### Given problem
Copy out the stretch of items from the start through the line containing "23L109 23L104 26L109", swapping "brown hair" for "dark hair" and leaving everything else as it is.

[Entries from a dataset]

____

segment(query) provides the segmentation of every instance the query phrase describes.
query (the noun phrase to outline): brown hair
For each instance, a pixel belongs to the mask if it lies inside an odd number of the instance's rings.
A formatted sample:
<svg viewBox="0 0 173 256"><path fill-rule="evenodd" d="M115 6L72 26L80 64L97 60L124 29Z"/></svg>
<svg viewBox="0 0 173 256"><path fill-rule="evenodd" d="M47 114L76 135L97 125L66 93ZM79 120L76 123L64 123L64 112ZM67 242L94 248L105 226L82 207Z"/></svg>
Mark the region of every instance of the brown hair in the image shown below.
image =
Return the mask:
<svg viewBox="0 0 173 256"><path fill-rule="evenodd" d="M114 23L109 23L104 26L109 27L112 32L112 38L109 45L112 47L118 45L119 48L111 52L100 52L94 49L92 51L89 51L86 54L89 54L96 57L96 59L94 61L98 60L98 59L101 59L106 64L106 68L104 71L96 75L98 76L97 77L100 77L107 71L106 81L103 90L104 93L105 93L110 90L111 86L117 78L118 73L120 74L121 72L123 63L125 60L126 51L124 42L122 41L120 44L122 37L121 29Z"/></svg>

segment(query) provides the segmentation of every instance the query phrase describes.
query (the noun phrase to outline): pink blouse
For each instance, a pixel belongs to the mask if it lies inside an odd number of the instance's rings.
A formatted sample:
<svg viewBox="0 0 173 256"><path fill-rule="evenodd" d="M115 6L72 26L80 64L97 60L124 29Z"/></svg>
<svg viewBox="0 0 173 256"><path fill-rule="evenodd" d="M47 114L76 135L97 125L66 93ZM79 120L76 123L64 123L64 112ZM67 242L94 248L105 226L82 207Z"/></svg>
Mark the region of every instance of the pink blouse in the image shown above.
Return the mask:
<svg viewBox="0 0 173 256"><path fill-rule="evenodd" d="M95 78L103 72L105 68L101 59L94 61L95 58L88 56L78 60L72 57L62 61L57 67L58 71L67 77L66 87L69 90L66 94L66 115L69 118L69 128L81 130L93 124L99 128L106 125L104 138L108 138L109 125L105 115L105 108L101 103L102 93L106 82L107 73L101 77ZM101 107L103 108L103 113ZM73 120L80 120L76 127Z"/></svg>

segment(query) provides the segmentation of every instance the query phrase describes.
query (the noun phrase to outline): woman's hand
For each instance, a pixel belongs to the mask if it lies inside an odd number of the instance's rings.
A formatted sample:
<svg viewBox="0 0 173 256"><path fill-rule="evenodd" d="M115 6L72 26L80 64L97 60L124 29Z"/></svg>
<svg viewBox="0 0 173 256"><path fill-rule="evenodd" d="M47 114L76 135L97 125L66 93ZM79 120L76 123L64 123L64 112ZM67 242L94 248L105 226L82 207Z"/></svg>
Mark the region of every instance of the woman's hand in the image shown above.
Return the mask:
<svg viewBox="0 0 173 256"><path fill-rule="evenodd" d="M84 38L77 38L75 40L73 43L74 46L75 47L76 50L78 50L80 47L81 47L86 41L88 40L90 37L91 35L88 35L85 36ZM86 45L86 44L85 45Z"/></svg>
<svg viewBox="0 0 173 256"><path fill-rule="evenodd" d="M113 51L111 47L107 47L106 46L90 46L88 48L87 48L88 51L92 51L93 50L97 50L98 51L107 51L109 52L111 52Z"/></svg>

____

### The answer
segment(query) provides the segmentation of every instance the query phrase describes.
query (the noun phrase to outline): dark hair
For each instance, a pixel belongs to the mask if it lies inside an odd number of the instance's rings.
A formatted sample:
<svg viewBox="0 0 173 256"><path fill-rule="evenodd" d="M115 6L72 26L80 64L97 60L124 29Z"/></svg>
<svg viewBox="0 0 173 256"><path fill-rule="evenodd" d="M47 114L76 135L97 125L66 93ZM79 120L76 123L64 123L64 112ZM67 242L94 248L105 226L82 207Z"/></svg>
Mark the region of every instance of the dark hair in the image shown below.
image =
Return the mask:
<svg viewBox="0 0 173 256"><path fill-rule="evenodd" d="M114 23L109 23L104 26L109 27L112 32L112 38L109 45L112 47L118 45L119 48L111 52L100 52L94 49L92 51L89 51L86 54L89 54L96 57L96 59L94 61L98 60L98 59L101 59L106 64L106 68L104 71L96 75L98 76L97 77L100 77L107 71L106 81L103 90L104 93L105 93L110 90L111 86L117 78L118 73L120 74L121 72L123 63L125 60L126 51L124 42L122 41L120 44L122 37L121 29Z"/></svg>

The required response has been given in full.